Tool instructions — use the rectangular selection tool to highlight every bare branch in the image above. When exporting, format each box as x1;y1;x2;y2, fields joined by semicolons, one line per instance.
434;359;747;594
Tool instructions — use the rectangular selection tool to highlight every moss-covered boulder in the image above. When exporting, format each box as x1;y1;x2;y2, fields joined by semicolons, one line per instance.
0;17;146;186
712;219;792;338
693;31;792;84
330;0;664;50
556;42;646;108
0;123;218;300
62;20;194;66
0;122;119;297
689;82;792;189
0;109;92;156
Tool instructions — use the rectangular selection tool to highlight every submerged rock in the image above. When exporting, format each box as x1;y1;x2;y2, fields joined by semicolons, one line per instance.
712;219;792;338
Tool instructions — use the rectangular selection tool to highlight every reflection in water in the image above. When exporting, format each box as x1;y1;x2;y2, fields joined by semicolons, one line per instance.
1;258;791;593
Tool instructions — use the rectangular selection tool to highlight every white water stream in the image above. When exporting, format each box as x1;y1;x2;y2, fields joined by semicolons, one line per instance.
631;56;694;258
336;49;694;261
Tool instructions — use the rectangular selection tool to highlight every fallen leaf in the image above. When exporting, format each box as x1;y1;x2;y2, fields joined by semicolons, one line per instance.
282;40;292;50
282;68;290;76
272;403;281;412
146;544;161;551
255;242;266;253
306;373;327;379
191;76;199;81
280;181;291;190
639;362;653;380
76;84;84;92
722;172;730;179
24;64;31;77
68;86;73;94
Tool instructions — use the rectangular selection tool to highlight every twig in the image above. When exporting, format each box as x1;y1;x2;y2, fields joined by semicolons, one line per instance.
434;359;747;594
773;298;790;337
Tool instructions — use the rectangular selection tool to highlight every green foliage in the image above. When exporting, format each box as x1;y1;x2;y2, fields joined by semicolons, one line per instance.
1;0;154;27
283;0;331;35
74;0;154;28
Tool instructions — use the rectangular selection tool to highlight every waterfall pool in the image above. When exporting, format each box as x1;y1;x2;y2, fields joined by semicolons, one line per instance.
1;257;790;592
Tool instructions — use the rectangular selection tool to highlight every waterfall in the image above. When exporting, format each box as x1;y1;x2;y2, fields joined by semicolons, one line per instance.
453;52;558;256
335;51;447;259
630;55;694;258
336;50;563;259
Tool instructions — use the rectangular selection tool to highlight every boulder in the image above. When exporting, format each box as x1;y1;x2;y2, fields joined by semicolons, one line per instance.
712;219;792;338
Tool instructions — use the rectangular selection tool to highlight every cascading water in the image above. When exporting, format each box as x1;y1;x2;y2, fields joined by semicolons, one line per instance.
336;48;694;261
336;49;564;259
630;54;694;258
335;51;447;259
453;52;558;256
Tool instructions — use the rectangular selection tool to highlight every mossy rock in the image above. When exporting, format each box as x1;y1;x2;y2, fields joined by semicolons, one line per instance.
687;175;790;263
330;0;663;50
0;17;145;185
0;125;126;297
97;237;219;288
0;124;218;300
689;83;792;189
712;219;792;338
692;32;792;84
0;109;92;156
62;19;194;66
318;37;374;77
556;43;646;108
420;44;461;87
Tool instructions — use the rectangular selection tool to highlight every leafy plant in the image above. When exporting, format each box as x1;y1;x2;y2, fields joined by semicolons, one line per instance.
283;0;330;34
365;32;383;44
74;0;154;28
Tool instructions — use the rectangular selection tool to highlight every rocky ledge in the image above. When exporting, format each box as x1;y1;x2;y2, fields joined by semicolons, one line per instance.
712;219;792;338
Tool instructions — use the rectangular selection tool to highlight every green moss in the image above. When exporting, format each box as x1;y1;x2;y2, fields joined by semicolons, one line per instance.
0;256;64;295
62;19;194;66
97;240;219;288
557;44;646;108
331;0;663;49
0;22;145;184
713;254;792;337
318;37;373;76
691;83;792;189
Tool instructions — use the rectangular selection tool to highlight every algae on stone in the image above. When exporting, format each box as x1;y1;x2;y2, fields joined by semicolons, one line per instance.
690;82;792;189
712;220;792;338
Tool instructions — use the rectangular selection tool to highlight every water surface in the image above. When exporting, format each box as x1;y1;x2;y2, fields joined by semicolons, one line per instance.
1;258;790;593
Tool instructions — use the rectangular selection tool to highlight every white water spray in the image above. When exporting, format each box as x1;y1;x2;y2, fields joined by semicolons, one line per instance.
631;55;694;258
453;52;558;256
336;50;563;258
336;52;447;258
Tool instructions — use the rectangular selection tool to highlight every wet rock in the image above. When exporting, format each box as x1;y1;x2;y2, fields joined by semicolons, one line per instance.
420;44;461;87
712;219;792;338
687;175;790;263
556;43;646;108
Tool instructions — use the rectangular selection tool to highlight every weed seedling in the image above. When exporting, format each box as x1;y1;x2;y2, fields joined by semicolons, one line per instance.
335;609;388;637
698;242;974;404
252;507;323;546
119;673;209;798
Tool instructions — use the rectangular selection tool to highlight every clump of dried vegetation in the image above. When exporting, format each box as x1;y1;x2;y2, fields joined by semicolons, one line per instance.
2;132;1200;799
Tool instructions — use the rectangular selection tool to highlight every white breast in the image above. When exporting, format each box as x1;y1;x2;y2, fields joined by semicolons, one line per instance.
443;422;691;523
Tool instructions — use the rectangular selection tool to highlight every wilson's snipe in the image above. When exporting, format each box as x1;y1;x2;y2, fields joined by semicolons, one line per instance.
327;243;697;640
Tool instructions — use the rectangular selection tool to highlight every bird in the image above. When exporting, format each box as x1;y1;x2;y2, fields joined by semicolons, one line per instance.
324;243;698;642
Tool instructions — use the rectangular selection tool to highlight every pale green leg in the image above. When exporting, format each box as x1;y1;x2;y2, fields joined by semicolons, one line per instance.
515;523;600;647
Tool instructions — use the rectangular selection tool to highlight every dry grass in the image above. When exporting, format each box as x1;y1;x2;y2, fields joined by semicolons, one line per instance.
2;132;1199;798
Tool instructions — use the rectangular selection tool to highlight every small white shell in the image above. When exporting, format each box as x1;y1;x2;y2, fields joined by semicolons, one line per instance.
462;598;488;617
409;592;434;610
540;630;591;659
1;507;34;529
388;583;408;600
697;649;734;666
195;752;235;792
● ● ● ● ● ● ●
In this exercise, reproduce the material word for word, in full.

### Answer section
Tool instructions — use the rectangular selection tool to highlight every bare branch in the image above. When exporting, format each box as x1;y1;x2;y2, fields joined by semicolons, one line per instance.
434;359;747;594
Tool instructions — use the rectangular selection tool to highlight every moss-covered boulder in the image above. When exporting, format each box as x1;y1;x2;y2, fields joined by semicolons, one line per instance.
0;17;146;186
712;219;792;338
693;31;792;84
330;0;664;50
556;42;646;108
0;123;218;300
62;20;194;66
0;122;119;297
689;82;792;189
0;109;92;156
Tool instructions — use the rectangular selection tool to highlight every submerged rock in the image above. When exporting, format each box as x1;y1;x2;y2, fields joined by semicolons, one line per instance.
712;219;792;338
Tool instructions — use the rectangular selection tool to highlight every reflection in water in the image above. When exporting, format each box as x1;y1;x2;y2, fields joined by semicolons, one line per instance.
1;258;791;593
Tool instructions — use the rectangular selection tool to highlight every white water stream in the image above. When exporting, format each box as x1;y1;x2;y2, fields joined by semicolons, one line per instance.
631;56;694;258
336;49;694;261
Tool instructions — use the rectangular selection tool to highlight every fallen leaf in the image above. When exporting, format each box as x1;y1;x2;y2, fields joined by semicolons, one line per instance.
282;40;292;50
282;68;290;76
272;403;281;412
146;544;161;551
255;242;266;253
306;373;327;379
191;76;199;81
280;181;291;190
639;362;653;380
76;84;84;92
722;172;730;179
24;64;31;77
68;86;73;94
Tool instructions — use the rectangular selection tool to highlight every twig in the image above. When exporting, format each box as x1;y1;x2;y2, fields joined by semicolons, one line per instance.
434;359;747;594
773;298;790;337
Tool instructions — use the rectangular selection tool to highlight every green foliage in the image above. When exporting, format each box as x1;y1;x2;y2, fields joined by semicolons, one line per instance.
1;0;154;27
283;0;331;35
74;0;154;28
Tool instructions — use the rectangular selection tool to highlight every waterfall pool in the image above. When exporting, format each box as x1;y1;x2;y2, fields joined by semicolons, one line per instance.
1;257;790;592
Tool instructions — use the rectangular selection tool to highlight every waterfall in the image above. When exporting, format each box as x1;y1;x2;y2, fields joined by semicolons, one line per instance.
453;52;558;256
335;51;447;259
630;55;694;258
336;50;563;259
Tool instructions — use the rectangular selection tool to highlight every boulder in the image above. When exporting, format each box as x1;y1;x2;y2, fields joined by semicolons, one line per instance.
712;219;792;338
Tool instructions — use the rectangular selection tool to highlight every cascading water in the image above. When exporting, format each box as x1;y1;x2;y2, fields joined by semicolons, one line per instance.
336;48;694;261
336;49;564;259
630;54;694;258
335;51;447;259
453;52;558;256
Tool instructions — use the rectangular selection tool to highlight every mossy rock in the image above. When exporting, format each box as x1;y1;x2;y2, fields joined by semicolons, one line per instance.
687;175;790;263
330;0;663;50
0;17;145;185
0;125;126;297
97;237;219;288
0;124;218;300
689;83;792;189
712;219;792;338
692;32;792;84
0;109;92;156
62;19;194;66
318;37;374;77
556;43;646;108
420;44;461;87
Tool instructions — use the rectangular selection tool to highlight every leafy plant in the image above. When exporting, format each box as x1;y1;x2;y2, fields joined by semicolons, one line per instance.
283;0;330;34
365;32;383;44
74;0;154;28
Tool instructions — use the rectangular selection tool to highlight every rocky ledge in the image above. When exporting, format each box as x1;y1;x2;y2, fields joined by semicolons, one line per instance.
712;219;792;338
Tool instructions — use the rectangular selection tool to highlight every green moss in the image above. When exporting, format each box as x1;y1;x2;y2, fields joined by semicolons, one line per instance.
0;256;64;295
62;19;194;66
97;240;219;288
557;44;646;108
331;0;663;49
0;22;145;184
713;254;792;337
318;37;373;76
691;83;792;189
Tool instructions — use the rectangular selection tool to highlight every algae on stone in the image above. When exporting, format each box as x1;y1;x2;y2, fields joined by semicolons, one line per instance.
690;82;792;189
712;220;792;338
Tool instructions — use the rectangular selection tool to highlight every water surface in the image above. When exporting, format each box as x1;y1;x2;y2, fields joined by semicolons, one line per instance.
1;258;790;593
Tool instructions — use the rectangular selection tool to highlight every white water spray in the image above. When exporting, format each box as x1;y1;x2;y2, fields joined by semicolons, one line per instance.
631;55;694;258
453;52;558;256
336;50;563;258
336;52;447;258
Tool instructions — use the rectangular selection tool to highlight every wet rock in the image above. When exporting, format each box as x1;y1;x2;y2, fields joined by semicolons, one line per instance.
420;44;461;87
712;219;792;338
687;175;790;263
556;43;646;108
Tool instructions — use the rectangular selection tool to highlight every weed seedling in the image above. When exporting, format each box as x1;y1;x2;y2, fields joined by semicolons, one line per instance.
335;609;388;637
698;242;974;404
252;507;323;546
119;673;209;798
Tool instructions — use the rectangular selection tool to highlight every clump of dried vegetation in the image above. When exporting, format each box as x1;y1;x2;y2, fields joined by semicolons, one line per instance.
2;132;1200;799
Tool instructions — use the rectangular selection tool to highlight every white breast in the image above. When exporting, format each box as x1;y1;x2;y2, fields joined by semicolons, one line per instance.
443;422;691;523
Tool instructions — use the rectangular selection tool to highlight every wilson's snipe in the image above. When exporting, format each box as x1;y1;x2;y2, fields joined by semicolons, one line per instance.
327;243;697;640
Tool instructions — use the rectangular selection tool to highlight every bird in the image above. When exporting, format each box as x1;y1;x2;y2, fields joined by semicolons, one line per instance.
324;243;698;642
Tool instructions — use the rectangular selection tool to highlight every pale green leg in the image above. When exporting, format each box as x1;y1;x2;y2, fields joined by semicolons, one line per instance.
515;523;600;647
Tool instructions — use the rectangular selection tool to highlight every dry grass in the image above. When exporting, format each box as x1;y1;x2;y2, fields joined by semicolons, one line per instance.
2;132;1199;798
Tool instructions — use the rectangular selection tool to highlight every small white shell in the image above. When exporting, format each box as x1;y1;x2;y2, fields joined by semicolons, one line per instance.
462;598;488;617
409;592;434;610
540;630;591;659
1;507;34;529
388;583;408;600
697;649;734;666
195;752;235;792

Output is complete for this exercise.